**DATA FOR REVIEW:**
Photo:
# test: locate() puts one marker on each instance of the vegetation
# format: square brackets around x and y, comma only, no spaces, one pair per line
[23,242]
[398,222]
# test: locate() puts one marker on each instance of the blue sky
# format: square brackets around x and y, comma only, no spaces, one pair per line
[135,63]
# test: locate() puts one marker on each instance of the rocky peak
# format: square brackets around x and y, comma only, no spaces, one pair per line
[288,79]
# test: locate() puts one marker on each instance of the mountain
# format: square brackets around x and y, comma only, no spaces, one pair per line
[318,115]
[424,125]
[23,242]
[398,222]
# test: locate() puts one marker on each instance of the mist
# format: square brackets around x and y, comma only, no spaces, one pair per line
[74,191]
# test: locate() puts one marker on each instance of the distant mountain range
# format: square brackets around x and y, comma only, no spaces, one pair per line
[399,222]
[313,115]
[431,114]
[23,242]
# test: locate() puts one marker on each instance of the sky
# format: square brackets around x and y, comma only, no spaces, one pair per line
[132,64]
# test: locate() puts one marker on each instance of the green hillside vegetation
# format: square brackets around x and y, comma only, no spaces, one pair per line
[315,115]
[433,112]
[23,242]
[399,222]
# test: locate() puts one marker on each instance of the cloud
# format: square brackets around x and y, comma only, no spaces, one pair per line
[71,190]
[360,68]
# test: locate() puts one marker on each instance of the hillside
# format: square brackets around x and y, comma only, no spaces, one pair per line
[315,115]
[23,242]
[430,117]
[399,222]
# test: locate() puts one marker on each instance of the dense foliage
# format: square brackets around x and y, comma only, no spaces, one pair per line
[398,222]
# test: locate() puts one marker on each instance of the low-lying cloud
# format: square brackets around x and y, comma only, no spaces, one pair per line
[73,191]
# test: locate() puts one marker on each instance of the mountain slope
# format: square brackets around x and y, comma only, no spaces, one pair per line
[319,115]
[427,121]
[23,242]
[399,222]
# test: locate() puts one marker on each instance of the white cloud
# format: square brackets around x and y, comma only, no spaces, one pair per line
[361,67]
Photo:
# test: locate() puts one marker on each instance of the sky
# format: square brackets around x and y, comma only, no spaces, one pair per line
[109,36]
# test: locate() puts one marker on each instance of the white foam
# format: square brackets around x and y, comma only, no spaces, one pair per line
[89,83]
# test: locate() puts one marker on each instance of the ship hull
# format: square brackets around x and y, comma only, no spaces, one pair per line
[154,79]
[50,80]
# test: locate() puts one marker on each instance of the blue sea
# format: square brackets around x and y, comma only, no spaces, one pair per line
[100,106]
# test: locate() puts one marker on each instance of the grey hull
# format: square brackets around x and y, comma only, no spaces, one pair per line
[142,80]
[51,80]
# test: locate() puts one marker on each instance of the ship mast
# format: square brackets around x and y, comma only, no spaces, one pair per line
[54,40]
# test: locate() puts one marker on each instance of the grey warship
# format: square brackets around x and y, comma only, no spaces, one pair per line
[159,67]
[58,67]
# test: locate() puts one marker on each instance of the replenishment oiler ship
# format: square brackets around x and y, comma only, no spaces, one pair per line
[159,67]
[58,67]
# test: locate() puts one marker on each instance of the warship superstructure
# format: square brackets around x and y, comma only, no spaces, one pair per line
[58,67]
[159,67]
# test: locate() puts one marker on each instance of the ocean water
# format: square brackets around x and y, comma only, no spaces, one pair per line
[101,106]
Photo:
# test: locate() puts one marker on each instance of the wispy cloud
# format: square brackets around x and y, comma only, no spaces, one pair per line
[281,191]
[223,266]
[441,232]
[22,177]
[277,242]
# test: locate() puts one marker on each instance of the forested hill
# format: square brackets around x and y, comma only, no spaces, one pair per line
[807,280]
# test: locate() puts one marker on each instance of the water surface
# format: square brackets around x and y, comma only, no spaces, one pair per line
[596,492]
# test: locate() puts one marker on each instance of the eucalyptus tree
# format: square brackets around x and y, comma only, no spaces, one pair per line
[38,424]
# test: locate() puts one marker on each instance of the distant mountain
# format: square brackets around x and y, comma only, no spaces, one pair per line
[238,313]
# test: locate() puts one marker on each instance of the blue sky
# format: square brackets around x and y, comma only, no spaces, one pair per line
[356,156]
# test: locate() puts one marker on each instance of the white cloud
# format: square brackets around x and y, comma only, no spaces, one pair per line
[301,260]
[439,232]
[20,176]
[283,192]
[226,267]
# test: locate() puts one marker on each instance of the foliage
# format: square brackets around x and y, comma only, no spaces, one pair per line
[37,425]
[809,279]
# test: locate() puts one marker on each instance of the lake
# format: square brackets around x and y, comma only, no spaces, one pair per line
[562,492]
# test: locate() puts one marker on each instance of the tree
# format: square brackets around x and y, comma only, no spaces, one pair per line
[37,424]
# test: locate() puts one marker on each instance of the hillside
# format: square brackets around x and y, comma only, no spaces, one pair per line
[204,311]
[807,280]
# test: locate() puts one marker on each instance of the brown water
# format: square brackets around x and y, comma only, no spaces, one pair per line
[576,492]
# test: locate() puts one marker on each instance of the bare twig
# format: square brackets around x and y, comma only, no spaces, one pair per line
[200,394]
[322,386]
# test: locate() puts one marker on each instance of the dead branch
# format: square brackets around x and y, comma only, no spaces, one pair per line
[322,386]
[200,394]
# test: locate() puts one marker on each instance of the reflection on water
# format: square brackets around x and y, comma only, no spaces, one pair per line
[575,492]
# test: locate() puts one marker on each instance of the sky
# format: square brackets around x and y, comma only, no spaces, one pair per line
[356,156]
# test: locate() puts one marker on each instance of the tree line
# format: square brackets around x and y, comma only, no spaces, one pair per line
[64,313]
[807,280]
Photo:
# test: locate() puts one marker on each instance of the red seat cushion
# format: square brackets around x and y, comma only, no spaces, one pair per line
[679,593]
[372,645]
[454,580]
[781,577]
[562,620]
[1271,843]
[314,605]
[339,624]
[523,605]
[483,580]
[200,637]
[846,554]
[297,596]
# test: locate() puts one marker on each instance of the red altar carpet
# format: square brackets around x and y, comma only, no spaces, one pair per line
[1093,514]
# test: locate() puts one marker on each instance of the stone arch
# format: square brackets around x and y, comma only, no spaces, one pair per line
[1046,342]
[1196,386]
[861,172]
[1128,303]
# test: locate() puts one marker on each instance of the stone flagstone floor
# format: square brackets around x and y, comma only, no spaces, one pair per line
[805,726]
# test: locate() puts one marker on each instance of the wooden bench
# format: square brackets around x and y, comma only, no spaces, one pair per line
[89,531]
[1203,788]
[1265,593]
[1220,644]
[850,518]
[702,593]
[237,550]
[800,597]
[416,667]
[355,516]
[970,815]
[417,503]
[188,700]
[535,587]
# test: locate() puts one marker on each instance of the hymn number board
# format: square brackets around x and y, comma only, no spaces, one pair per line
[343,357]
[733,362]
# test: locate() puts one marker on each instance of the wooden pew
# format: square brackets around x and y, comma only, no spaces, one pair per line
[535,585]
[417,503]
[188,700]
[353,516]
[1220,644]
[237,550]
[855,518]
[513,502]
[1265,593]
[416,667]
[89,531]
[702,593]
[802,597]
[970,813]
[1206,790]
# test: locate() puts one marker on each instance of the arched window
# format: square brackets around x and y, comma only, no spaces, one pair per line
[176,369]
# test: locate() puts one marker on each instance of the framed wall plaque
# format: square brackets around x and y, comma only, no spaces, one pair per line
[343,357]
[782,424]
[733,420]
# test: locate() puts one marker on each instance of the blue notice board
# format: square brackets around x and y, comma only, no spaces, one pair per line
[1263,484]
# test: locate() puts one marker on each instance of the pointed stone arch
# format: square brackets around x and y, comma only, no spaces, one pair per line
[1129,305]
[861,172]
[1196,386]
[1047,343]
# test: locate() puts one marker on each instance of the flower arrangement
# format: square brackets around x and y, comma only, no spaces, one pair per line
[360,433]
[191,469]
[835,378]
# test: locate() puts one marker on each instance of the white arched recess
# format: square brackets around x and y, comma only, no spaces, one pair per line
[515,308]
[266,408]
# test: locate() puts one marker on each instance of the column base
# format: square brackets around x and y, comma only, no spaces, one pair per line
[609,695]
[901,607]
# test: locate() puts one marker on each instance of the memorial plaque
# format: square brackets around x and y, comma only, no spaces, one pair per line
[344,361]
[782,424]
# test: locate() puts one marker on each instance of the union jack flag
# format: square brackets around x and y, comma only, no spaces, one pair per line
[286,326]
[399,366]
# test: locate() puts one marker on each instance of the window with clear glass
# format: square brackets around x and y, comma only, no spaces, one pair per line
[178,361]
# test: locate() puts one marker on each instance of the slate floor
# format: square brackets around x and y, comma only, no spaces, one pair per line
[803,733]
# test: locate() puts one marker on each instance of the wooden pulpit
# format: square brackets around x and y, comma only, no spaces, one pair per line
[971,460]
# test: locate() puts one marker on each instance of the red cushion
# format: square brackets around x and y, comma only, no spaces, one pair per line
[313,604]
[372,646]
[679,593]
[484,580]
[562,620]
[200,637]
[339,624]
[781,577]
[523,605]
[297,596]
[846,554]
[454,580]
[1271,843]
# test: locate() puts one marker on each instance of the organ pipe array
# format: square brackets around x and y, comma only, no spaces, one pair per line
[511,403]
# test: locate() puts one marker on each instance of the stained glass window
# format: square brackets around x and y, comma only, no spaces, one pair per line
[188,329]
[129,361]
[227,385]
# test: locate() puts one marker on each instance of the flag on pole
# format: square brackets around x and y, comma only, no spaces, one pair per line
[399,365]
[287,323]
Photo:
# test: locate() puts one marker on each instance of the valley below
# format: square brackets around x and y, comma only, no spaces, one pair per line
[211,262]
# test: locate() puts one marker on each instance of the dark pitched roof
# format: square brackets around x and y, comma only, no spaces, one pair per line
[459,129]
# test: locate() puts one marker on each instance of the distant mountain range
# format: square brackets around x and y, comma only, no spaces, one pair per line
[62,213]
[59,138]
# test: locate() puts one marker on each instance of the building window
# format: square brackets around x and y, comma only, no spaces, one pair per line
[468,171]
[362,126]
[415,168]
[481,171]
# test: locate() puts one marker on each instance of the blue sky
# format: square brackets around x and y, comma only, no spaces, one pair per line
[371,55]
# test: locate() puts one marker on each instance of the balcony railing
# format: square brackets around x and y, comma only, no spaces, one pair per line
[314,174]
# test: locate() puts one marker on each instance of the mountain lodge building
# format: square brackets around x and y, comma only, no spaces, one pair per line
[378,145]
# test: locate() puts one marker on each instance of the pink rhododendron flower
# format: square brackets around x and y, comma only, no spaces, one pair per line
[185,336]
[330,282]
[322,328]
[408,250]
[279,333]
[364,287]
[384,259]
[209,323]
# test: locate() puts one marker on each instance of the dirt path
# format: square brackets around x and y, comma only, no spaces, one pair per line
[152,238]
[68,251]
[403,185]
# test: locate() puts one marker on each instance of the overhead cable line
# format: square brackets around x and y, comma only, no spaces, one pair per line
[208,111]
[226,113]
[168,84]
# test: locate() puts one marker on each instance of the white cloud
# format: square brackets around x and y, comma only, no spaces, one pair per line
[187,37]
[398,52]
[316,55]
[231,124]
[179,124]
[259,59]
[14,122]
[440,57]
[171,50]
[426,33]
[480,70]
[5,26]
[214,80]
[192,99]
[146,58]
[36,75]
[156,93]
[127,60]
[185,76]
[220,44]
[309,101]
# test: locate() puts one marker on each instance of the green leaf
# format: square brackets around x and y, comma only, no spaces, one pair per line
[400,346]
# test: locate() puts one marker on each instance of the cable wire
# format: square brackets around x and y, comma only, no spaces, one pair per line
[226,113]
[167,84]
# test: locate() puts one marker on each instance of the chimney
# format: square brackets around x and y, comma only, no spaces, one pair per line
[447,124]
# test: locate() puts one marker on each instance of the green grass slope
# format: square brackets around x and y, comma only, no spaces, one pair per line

**ACTIVITY:**
Of the lines above, copy each that contains "cushion".

**RESULT OF THE TASK:**
# test: locate() puts one marker on each instance of the red seat cushion
# test: locate() puts one marker on each instance of the red cushion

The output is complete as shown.